> [Directions for this task]:
Extract every line of the material below that contains the string "tail".

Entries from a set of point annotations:

****

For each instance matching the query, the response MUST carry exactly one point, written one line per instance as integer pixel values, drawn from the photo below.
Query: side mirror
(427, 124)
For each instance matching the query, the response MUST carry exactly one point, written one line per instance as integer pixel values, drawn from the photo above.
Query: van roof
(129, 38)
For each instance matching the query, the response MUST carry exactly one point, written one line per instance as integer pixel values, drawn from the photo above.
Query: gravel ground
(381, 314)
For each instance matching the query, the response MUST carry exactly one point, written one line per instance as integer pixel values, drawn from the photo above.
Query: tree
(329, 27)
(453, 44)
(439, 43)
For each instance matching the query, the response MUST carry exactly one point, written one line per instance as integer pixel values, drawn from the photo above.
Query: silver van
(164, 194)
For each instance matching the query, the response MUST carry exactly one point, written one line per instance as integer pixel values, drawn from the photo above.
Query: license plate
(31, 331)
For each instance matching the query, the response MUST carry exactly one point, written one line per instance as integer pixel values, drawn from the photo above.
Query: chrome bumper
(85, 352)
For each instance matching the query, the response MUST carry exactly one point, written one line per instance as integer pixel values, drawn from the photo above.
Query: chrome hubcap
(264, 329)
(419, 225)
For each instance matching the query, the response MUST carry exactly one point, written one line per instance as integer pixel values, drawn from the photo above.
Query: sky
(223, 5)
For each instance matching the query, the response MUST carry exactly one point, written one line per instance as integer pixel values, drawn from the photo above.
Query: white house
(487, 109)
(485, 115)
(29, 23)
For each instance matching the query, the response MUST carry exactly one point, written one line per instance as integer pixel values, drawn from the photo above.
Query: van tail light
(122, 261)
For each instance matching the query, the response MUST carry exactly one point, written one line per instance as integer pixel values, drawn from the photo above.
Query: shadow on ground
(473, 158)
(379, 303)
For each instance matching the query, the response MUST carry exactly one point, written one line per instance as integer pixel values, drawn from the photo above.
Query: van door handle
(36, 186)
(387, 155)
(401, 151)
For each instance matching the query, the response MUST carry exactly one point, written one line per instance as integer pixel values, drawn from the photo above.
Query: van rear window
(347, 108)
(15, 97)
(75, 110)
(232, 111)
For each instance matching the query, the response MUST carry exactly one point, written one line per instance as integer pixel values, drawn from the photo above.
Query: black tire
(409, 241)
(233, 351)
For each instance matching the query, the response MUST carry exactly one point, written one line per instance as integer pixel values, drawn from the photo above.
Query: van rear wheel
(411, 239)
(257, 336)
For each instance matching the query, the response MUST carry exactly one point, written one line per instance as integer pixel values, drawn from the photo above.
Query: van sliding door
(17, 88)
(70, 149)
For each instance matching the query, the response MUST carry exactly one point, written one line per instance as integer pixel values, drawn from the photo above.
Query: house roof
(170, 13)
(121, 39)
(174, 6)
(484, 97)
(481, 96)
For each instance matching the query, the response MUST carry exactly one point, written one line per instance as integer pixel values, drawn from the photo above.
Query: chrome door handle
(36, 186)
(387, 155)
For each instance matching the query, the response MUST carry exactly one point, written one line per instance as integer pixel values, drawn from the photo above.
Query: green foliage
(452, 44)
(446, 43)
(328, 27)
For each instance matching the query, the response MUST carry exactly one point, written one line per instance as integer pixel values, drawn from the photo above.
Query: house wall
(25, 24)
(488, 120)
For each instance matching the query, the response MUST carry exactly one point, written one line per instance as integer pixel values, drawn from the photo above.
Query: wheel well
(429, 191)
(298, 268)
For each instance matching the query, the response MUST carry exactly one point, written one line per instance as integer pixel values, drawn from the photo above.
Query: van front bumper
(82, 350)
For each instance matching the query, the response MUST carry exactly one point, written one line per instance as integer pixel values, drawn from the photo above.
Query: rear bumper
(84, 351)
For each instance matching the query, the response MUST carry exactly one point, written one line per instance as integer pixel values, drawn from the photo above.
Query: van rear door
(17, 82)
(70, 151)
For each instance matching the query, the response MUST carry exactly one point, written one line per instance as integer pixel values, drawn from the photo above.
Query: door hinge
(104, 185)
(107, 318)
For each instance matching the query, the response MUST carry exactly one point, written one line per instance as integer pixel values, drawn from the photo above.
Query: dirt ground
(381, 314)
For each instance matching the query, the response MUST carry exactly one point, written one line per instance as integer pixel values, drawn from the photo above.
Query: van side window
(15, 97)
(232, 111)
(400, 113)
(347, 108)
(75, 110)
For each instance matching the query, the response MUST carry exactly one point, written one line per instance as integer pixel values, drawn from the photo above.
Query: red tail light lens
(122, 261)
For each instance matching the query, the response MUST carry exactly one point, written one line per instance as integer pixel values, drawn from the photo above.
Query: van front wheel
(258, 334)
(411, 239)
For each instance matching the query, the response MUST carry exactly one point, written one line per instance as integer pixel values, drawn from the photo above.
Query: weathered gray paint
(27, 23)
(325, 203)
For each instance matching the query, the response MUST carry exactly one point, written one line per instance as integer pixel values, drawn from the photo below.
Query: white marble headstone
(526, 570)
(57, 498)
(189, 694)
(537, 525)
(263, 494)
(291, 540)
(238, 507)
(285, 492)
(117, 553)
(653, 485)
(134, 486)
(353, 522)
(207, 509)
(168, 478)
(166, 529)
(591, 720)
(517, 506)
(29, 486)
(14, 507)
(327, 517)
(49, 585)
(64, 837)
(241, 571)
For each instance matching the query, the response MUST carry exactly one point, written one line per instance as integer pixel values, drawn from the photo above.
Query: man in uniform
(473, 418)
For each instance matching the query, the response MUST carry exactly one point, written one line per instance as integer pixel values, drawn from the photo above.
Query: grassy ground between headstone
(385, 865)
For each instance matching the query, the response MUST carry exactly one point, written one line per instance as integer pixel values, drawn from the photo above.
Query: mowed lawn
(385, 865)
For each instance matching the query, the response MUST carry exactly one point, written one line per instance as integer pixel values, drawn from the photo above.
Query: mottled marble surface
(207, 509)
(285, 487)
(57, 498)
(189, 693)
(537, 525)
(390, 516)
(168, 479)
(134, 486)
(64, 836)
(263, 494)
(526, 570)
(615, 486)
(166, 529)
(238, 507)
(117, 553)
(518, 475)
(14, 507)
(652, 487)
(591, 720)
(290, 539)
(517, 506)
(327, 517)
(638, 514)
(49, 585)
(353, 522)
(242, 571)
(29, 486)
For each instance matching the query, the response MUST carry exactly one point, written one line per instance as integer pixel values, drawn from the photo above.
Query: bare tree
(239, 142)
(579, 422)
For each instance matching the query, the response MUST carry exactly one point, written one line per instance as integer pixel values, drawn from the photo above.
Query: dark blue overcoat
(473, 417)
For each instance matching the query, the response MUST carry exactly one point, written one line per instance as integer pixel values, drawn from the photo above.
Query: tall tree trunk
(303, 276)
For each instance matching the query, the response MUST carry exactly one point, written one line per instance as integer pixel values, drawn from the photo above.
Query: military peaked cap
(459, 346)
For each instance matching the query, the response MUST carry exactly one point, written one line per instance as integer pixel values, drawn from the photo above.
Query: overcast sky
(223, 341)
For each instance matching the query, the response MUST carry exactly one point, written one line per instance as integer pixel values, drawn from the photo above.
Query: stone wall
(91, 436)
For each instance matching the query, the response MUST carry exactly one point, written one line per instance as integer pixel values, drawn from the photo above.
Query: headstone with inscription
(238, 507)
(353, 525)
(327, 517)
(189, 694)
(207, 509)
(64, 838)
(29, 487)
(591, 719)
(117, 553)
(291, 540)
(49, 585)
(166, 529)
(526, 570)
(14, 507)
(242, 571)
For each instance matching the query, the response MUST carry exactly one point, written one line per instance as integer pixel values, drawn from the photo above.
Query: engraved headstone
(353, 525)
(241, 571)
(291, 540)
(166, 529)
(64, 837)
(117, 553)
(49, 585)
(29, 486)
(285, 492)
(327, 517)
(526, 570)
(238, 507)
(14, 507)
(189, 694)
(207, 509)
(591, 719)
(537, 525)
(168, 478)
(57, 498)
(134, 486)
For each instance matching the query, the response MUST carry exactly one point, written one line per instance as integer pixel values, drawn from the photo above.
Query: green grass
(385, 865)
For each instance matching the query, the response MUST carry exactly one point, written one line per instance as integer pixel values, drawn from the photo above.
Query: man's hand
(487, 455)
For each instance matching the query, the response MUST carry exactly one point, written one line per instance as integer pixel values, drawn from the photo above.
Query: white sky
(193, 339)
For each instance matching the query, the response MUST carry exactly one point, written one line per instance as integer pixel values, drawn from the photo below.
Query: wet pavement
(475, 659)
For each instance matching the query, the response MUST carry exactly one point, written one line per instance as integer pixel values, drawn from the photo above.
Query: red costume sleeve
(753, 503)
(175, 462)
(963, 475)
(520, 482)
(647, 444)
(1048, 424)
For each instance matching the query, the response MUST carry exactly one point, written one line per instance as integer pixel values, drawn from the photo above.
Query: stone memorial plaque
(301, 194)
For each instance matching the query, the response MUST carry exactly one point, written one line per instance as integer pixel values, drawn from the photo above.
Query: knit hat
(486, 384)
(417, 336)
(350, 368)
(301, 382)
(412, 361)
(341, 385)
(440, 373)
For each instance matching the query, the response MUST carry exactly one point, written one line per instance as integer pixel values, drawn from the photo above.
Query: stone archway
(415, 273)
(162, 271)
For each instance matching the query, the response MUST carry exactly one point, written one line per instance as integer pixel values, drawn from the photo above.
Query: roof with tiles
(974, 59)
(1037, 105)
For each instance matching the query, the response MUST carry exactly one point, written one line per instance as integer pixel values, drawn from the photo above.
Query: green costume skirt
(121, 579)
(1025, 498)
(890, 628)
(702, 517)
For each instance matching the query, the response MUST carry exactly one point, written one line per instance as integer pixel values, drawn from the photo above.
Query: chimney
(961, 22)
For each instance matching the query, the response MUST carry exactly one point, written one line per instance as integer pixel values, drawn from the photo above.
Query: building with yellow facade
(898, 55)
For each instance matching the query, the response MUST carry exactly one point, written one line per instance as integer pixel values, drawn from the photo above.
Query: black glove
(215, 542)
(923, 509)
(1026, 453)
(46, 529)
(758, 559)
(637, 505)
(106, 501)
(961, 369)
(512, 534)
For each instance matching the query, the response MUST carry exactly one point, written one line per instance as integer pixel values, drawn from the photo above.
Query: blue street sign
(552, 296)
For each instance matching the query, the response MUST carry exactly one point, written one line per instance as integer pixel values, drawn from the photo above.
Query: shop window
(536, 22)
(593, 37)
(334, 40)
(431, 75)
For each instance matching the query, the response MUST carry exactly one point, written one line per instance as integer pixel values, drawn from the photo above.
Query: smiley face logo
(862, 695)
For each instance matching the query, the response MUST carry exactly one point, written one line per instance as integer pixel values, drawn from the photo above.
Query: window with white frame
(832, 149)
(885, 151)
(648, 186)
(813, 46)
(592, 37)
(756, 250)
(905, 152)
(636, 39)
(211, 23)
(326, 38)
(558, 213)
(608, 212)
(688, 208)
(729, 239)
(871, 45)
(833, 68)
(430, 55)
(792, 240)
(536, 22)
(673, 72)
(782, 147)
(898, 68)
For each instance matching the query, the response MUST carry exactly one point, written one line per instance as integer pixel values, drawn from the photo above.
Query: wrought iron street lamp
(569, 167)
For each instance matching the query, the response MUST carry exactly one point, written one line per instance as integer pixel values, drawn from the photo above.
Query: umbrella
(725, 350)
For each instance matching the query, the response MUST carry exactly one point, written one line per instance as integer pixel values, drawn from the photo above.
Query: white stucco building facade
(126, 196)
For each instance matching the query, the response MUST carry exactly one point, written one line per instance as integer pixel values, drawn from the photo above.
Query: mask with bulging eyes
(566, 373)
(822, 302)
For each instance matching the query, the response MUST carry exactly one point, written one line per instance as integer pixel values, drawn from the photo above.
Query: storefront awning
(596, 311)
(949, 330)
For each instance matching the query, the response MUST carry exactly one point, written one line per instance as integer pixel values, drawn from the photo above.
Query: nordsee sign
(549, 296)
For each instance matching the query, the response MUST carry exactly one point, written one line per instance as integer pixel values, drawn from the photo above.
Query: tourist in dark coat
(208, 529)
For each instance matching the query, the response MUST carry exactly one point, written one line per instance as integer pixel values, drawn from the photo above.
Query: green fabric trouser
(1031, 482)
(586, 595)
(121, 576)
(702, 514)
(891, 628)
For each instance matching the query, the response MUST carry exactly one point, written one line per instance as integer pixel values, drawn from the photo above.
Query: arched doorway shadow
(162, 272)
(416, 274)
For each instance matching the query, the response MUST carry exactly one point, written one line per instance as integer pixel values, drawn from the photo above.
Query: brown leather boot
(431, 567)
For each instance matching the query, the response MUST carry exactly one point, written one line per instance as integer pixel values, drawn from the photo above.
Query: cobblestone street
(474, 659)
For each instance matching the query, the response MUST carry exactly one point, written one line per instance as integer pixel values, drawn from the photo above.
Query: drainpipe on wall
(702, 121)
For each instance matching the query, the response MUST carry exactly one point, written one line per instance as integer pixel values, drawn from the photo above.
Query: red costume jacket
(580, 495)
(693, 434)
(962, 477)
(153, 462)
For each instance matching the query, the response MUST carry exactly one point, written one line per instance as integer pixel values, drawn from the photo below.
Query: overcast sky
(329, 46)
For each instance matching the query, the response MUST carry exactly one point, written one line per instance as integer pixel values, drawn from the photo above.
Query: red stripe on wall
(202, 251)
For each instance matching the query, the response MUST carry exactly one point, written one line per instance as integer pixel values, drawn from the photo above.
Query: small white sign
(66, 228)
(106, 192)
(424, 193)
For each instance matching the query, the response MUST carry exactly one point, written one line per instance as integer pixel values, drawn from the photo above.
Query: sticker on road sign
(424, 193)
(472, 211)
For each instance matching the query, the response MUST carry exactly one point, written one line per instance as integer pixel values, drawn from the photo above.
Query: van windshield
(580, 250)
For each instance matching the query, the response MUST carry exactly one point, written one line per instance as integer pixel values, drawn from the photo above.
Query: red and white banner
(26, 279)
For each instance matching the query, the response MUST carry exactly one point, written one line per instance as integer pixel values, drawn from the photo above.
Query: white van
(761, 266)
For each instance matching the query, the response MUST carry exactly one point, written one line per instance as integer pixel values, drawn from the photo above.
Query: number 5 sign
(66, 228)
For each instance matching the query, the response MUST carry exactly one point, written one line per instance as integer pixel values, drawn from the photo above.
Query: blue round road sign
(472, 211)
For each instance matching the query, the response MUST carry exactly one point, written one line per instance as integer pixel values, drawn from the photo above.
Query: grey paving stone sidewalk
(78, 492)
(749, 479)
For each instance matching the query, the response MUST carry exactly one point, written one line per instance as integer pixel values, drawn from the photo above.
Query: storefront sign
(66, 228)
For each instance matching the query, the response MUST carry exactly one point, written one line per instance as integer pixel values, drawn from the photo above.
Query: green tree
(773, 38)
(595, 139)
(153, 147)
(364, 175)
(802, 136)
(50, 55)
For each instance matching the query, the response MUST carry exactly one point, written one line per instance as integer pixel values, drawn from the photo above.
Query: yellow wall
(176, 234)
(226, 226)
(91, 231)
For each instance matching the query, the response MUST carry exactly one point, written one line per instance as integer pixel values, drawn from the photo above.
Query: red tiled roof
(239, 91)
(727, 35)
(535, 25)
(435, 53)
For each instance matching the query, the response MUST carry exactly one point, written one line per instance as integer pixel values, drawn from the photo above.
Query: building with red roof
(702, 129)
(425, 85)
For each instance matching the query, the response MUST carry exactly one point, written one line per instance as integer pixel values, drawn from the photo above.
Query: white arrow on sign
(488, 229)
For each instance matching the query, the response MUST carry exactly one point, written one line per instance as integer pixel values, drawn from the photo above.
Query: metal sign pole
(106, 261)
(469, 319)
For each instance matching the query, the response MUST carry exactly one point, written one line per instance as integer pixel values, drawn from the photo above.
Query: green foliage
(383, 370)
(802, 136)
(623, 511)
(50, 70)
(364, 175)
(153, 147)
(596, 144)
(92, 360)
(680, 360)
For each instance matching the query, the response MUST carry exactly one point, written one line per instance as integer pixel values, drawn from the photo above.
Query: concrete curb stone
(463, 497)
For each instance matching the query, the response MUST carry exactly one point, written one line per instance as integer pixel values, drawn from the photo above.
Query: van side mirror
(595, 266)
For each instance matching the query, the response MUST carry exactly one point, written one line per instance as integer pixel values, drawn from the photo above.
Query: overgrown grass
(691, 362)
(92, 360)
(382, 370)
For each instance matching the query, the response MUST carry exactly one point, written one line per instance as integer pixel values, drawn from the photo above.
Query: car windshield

****

> [Finished task]:
Query: van tail light
Query: red tail light lens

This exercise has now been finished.